══ EXCERPTED RECORDS

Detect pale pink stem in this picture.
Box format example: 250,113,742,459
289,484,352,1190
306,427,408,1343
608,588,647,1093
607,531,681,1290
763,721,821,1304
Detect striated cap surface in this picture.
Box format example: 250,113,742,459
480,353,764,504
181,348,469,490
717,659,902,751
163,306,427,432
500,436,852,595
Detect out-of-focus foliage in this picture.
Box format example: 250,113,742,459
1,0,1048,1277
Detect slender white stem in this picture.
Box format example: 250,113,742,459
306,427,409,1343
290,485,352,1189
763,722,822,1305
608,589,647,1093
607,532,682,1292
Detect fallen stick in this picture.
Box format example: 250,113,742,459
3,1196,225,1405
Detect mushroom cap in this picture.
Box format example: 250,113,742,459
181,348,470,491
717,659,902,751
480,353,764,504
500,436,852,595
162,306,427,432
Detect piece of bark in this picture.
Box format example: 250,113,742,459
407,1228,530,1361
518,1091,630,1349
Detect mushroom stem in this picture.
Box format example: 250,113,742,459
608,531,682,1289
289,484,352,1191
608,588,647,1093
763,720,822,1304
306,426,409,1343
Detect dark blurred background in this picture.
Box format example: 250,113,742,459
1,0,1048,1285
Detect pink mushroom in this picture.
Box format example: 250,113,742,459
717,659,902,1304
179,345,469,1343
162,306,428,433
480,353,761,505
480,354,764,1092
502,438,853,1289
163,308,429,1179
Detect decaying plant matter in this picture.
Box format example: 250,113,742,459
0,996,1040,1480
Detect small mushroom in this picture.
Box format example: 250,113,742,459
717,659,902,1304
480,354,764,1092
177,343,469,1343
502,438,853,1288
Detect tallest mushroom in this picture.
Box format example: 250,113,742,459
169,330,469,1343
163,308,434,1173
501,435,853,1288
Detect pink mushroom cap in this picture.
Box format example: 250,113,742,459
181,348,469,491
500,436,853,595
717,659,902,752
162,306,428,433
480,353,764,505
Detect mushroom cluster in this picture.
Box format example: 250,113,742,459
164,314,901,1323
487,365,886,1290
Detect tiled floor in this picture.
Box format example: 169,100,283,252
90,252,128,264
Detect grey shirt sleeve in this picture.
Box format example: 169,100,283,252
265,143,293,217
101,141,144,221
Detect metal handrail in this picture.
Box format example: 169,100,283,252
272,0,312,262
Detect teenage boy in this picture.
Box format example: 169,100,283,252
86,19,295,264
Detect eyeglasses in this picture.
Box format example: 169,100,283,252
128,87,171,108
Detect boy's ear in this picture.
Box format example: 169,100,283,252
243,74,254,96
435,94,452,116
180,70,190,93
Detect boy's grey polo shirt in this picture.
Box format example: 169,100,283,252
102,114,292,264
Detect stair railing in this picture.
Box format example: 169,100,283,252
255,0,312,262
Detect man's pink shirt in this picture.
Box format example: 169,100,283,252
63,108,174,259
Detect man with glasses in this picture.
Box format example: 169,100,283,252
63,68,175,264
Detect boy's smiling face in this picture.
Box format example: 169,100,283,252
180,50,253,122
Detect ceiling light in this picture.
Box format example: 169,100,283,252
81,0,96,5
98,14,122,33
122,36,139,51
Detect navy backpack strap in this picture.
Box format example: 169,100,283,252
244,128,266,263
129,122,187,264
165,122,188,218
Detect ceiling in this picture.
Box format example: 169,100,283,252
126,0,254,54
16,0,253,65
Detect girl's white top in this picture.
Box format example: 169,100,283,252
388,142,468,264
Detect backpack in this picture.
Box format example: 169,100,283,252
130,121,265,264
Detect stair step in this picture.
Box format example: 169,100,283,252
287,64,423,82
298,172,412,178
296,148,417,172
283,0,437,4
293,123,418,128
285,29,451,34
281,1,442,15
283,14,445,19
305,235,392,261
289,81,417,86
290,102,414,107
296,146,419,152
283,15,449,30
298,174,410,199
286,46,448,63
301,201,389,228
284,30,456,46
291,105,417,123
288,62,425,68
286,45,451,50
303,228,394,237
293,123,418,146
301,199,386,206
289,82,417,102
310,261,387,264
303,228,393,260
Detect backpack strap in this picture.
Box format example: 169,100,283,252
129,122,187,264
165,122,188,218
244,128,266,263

════

WHAT TO DO: Using the entries shown above, reproduce verbatim the lines from the line bearing "Detect grey shirt sleeve in this picture." to the line bearing "Detect boy's smiling face in this picture.", inclusive.

ANSWER FOR THE TASK:
Detect grey shirt sleeve in this picture.
Box format example: 169,100,283,252
265,143,293,217
101,141,144,221
Detect metal handrail in this picture.
Box format example: 169,100,283,252
272,0,312,262
Detect teenage boy in this picture.
Box format example: 169,100,283,252
86,19,295,264
Detect eyeglasses in this picture.
Box format example: 169,100,283,252
128,87,171,108
Detect boy's ear in this picture.
Box format example: 169,100,283,252
243,74,254,96
435,94,452,116
180,70,190,93
Detect boy's grey polo shirt in this picture.
Box format example: 169,100,283,252
102,114,292,264
Detect stair railing in this picture.
Box format example: 169,100,283,252
255,0,312,262
Detect man's pink shirt in this picture.
Box format example: 169,100,283,252
63,108,174,259
Detect man with glasses in this picture.
Box format example: 169,100,283,252
63,68,175,264
Detect boy's smiling face in this picture.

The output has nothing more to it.